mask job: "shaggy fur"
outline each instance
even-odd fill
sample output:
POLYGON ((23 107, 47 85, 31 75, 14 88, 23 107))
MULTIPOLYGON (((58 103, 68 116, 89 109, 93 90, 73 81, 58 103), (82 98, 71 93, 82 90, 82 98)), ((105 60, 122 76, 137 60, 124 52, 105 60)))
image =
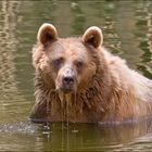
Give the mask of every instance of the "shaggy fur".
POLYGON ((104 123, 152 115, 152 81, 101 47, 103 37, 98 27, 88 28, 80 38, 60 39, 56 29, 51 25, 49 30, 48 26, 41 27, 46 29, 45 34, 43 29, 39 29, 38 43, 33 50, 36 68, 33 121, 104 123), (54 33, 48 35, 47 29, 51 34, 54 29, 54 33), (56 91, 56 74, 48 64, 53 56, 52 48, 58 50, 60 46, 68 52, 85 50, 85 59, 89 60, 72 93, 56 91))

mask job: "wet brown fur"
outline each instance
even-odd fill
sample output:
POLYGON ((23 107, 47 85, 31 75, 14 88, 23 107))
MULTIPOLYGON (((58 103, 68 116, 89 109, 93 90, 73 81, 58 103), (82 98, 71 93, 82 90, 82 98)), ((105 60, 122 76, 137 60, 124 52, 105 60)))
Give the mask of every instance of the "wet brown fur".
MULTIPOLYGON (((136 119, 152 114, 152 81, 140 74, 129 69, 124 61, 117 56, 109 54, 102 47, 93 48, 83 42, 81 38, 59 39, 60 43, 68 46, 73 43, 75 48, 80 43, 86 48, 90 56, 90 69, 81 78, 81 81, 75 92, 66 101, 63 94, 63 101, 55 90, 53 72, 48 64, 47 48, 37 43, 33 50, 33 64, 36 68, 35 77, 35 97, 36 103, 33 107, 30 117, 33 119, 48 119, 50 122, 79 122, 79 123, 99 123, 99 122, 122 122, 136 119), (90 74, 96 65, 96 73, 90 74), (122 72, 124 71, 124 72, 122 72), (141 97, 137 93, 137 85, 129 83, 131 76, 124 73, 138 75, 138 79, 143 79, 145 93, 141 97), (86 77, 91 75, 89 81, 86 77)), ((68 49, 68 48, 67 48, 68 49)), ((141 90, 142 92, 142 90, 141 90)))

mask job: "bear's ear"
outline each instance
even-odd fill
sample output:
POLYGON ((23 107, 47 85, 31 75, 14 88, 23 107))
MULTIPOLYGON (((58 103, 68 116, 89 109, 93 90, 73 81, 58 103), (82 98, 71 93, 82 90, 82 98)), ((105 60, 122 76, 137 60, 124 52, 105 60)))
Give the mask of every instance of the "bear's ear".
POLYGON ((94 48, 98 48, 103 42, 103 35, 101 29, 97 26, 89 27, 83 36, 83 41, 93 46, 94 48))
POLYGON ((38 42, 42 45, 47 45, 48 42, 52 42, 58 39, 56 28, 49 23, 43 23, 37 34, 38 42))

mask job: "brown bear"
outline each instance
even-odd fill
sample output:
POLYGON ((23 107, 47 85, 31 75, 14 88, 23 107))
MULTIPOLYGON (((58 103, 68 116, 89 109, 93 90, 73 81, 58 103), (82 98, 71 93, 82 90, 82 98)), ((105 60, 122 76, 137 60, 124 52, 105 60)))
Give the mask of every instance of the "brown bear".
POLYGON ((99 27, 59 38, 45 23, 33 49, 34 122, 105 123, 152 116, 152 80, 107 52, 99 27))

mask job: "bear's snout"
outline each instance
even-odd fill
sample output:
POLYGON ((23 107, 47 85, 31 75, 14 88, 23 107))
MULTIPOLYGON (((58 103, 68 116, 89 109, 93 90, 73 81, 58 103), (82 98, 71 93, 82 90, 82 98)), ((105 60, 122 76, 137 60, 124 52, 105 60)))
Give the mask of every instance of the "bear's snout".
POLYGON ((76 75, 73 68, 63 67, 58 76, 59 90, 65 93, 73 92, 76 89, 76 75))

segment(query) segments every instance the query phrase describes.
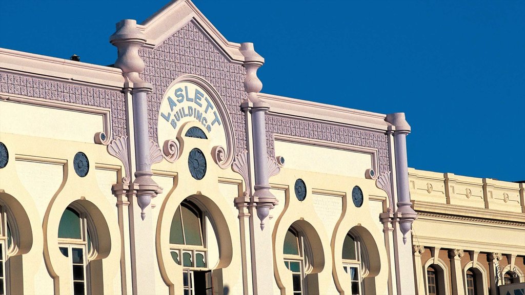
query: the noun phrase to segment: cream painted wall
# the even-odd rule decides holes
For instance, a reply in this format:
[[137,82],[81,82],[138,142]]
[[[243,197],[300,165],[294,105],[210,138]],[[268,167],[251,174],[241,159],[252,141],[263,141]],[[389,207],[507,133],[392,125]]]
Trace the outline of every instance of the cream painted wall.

┄┄┄┄┄┄

## Exercise brief
Show each line of the records that contains the word "Give", with case counting.

## Full output
Give the mask of every instance of the "shaggy fur".
Give the mask of every instance of the "wet brown fur".
Give the mask of every instance of the "bear's ear".
Give the mask of every instance of the "brown bear".
Give the mask of every instance of the "bear's snout".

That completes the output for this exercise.